**EXCERPT TO READ**:
If the women do not exactly become Guthrie, they are integral to the fabric of the show, and Cat Greenfield and Julie Rowe harmonize soulfully on such songs as “Worried Man” and “Ludlow Massacre.” But the discovery of this production may be The Lubben Brothers – Joshua, Michael and Tom – local triplets who comprise the band with astonishing, though low-key, virtuosity. They try to stay in the background, but it is hard to take your eyes off of them. Here’s hoping that Dramaworks finds other ways to showcase the three of them in the future.
Directing the production is Bruce Linser, who molds the ensemble into evocative stage pictures – a moving freight train, a migrant camp, a Bowery bar – that help the narrative arc.
Scenic designer Michael Amico places it all inside a rustic barn-like structure, with WPA-like murals painted on its wooden planks. Performers change personas with the slightest change of costume pieces by the resourceful Brian O’Keefe and the song lyrics arrive with a welcome clarity thanks to Brad Pawlak’s soundscape.
The second act largely gives up on the Guthrie biography, settling instead for a jam session in that Bowery bar. But when the songs themselves have so much drama, little theatrical construct is needed. And when the audience is cajoled into singing and clapping along, we do so willingly, further proof that Guthrie’s musical output from a bygone era still live with vitality today.

**MATERIAL PROVIDED**:

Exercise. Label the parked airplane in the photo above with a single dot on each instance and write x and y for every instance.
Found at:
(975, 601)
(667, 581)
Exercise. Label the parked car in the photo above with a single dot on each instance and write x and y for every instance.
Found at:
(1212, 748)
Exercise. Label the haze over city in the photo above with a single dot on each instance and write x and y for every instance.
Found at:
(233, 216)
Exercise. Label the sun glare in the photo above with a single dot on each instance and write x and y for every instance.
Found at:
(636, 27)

--

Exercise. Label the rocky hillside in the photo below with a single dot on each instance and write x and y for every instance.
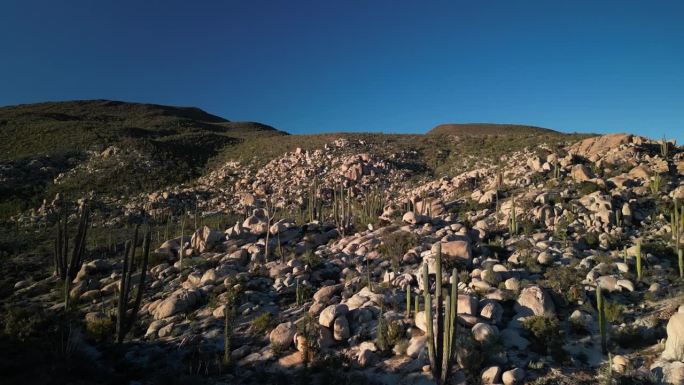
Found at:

**CHALLENGES**:
A - Answer these questions from the review, each on its own line:
(i) Who directs the production?
(ii) What is painted on the wooden planks of the barn-like structure?
(iii) What does the second act settle for in place of the Guthrie biography?
B - Echo, word for word, the part of the review that opens with the words "Directing the production" and closes with "Brad Pawlak’s soundscape.".

**CORRECT ANSWERS**:
A -
(i) Bruce Linser
(ii) WPA-like murals
(iii) A jam session in that Bowery bar

B -
Directing the production is Bruce Linser, who molds the ensemble into evocative stage pictures – a moving freight train, a migrant camp, a Bowery bar – that help the narrative arc.
Scenic designer Michael Amico places it all inside a rustic barn-like structure, with WPA-like murals painted on its wooden planks. Performers change personas with the slightest change of costume pieces by the resourceful Brian O’Keefe and the song lyrics arrive with a welcome clarity thanks to Brad Pawlak’s soundscape.